EXTRACT:

· · · ·

The Exposition was laid out on several large precincts within Paris and in the Bois de
Vincennes east of the city (the latter being the site of the Games of the Second
Olympiad). Despite the fact that the Commissioner General of the Exposition, Alfred
Picard, had graduated from the École des Ponts et Chaussées in the 1860, the 1900
Exposition did not have the large, showstopping engineering feats of 1889; French
engineers concentrated their efforts in the construction of the Metro, notable for architect
Hector Guimard’s Art Nouveau stations and Victor Laloux’s Gare d’Orsay, which carried
fair visitors from the provinces to the Exposition gates. The buildings and landscape
features of the Exposition were awarded to architects and engineers within the closed
circle of the French academies in the hope that the aesthetic presentation of the Fair
would be in uniform good taste. The result was less than hoped for. Although there was
no single spectacular building, and there were several important permanent constructions
that were very well received, the grounds were more noteworthy for the wide assortment
of temporary constructions that were aesthetically adventurous and even controversial.

· · · ·

MATERIAL SHOWN:
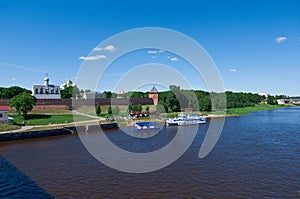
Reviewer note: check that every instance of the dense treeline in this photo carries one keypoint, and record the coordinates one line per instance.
(175, 99)
(10, 92)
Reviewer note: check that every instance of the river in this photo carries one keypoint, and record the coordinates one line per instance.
(257, 156)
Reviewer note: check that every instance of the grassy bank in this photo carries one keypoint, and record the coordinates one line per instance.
(248, 110)
(6, 127)
(45, 119)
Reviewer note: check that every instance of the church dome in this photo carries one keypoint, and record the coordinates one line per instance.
(69, 82)
(153, 90)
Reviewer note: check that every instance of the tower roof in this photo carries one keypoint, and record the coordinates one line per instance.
(153, 90)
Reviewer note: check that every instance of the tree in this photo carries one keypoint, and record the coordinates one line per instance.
(271, 100)
(147, 108)
(130, 107)
(116, 110)
(109, 111)
(70, 91)
(108, 94)
(98, 109)
(23, 103)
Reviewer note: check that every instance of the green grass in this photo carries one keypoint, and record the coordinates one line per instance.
(45, 119)
(6, 127)
(257, 107)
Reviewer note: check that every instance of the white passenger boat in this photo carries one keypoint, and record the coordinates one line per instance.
(183, 119)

· · · ·

Pick up the passage on the 1900 Paris Exposition after its final sentence and continue it in the same style.

ANSWER BELOW:
The permanent monuments for the capital city were the Pont Alexandre III, which
leapt across the Seine in one graceful arch, and the Grand and Petit Palais. The bridge
continued the line of the newly established Esplanade des Invalides across the river past
the two Palais to the Champs Elysées to the north. The Grand Palais, home to the
contemporary art exhibitions (whose content was completely controlled by the Academie
des BeauxArts), was designed by the team of Henri Deglane, Albert Louvet, and
A.E.T.Thomas. The building hid behind Deglane’s imposing Neoclassical central
pavilion and sweeping colonnades an enormous steel-and-glass atrium, which spanned
the length of the building. Charles Girault’s Petit Palais, perhaps the architectural success
of the Exposition, housed a retrospective fine art exhibit. Girault skillfully handled the
difficult transitions at the odd corners necessitated by the building’s trapezoidal plan and
yet reveled in the free-Baroque classicism then fashionable among the faculty at the
École des Beaux-Arts. The building’s primary motif, a high arched entry that cut into a
low steel dome, was adopted by French-trained architects around the globe in the years
after the Exposition.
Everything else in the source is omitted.